#### [Problem details]
Render every line of the entries below as a JSON list of strings, one string per line, leaving out blank lines.

#### [Material supplied]
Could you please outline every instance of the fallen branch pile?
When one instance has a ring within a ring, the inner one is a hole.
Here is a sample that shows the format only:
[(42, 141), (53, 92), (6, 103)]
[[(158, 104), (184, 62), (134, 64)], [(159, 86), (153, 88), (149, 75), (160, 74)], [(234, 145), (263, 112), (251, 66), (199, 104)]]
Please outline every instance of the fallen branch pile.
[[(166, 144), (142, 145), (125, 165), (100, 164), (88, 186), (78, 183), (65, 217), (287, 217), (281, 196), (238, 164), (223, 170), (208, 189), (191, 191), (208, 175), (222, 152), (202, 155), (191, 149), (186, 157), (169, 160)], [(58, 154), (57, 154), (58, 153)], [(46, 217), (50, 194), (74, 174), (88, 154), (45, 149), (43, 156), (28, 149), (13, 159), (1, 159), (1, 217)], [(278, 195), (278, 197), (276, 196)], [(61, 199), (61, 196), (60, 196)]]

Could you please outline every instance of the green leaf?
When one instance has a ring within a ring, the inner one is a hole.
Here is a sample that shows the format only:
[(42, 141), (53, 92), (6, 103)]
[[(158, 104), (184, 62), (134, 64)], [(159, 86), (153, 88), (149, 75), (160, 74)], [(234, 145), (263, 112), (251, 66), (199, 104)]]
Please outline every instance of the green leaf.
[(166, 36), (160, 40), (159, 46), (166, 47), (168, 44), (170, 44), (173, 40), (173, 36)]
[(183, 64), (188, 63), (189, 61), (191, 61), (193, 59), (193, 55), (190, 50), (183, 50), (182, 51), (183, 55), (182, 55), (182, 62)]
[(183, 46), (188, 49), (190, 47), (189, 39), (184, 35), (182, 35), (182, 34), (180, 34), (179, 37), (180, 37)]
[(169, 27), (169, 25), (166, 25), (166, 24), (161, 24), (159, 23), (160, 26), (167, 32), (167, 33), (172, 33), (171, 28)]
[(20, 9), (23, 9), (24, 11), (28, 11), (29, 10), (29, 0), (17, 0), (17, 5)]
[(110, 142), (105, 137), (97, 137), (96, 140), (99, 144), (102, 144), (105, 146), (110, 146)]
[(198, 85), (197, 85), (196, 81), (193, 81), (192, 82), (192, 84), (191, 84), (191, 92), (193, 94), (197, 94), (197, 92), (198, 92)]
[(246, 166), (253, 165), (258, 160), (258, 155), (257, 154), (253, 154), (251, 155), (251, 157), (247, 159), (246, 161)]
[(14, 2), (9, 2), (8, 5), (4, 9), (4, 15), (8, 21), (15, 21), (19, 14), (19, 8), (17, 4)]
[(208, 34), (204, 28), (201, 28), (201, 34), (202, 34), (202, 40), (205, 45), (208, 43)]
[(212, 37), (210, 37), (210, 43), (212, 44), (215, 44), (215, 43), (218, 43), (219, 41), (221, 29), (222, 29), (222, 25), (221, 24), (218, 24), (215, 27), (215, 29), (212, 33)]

#### [Task solution]
[
  "Could you please outline every instance of the fallen branch pile?",
  "When one instance has a ring within a ring, the inner one is a hole.",
  "Here is a sample that shows the format only:",
  "[(42, 141), (53, 92), (6, 103)]",
  "[[(158, 104), (184, 62), (134, 64)], [(159, 86), (153, 88), (149, 75), (160, 74)], [(234, 145), (263, 112), (251, 66), (199, 104)]]",
  "Please outline every instance of the fallen branch pile.",
  "[[(166, 144), (142, 145), (125, 165), (100, 164), (88, 186), (78, 183), (65, 217), (287, 217), (281, 196), (238, 164), (223, 170), (208, 189), (191, 191), (208, 175), (222, 152), (202, 155), (191, 149), (186, 157), (169, 160)], [(58, 154), (57, 154), (58, 153)], [(46, 217), (50, 194), (74, 174), (88, 154), (45, 149), (43, 156), (28, 149), (13, 159), (1, 159), (1, 217)], [(278, 195), (278, 197), (276, 196)], [(61, 199), (61, 196), (60, 196)]]",
  "Could you please outline every instance of the green leaf?",
  "When one instance has a ring within a ring, the inner one is a hole.",
  "Here is a sample that shows the format only:",
  "[(42, 141), (53, 92), (6, 103)]",
  "[[(158, 104), (184, 62), (134, 64)], [(159, 86), (153, 88), (149, 75), (160, 74)], [(234, 145), (263, 112), (251, 66), (199, 104)]]",
  "Please outline every instance of the green leaf.",
  "[(166, 36), (160, 40), (159, 46), (166, 47), (168, 44), (170, 44), (173, 40), (173, 36)]",
  "[(183, 64), (188, 63), (189, 61), (191, 61), (193, 59), (193, 55), (190, 50), (183, 50), (182, 51), (183, 55), (182, 55), (182, 62)]",
  "[(183, 46), (188, 49), (190, 47), (189, 39), (184, 35), (182, 35), (182, 34), (180, 34), (179, 37), (180, 37)]",
  "[(169, 27), (169, 25), (166, 25), (166, 24), (161, 24), (159, 23), (160, 26), (167, 32), (167, 33), (172, 33), (171, 28)]",
  "[(20, 9), (23, 9), (24, 11), (28, 11), (29, 10), (29, 0), (17, 0), (17, 5)]",
  "[(110, 142), (105, 137), (97, 137), (96, 140), (99, 144), (102, 144), (105, 146), (110, 146)]",
  "[(198, 85), (197, 85), (196, 81), (193, 81), (192, 82), (192, 84), (191, 84), (191, 92), (193, 94), (197, 94), (197, 92), (198, 92)]",
  "[(246, 166), (253, 165), (258, 160), (258, 155), (257, 154), (253, 154), (251, 155), (251, 157), (247, 159), (246, 161)]",
  "[(14, 2), (9, 2), (8, 5), (4, 9), (4, 15), (8, 21), (15, 21), (19, 14), (19, 8), (17, 4)]",
  "[(208, 34), (204, 28), (201, 28), (201, 34), (202, 34), (202, 40), (205, 45), (208, 43)]",
  "[(212, 37), (210, 37), (210, 43), (212, 44), (215, 44), (215, 43), (218, 43), (219, 41), (221, 29), (222, 29), (222, 25), (221, 24), (218, 24), (215, 27), (215, 29), (212, 33)]"
]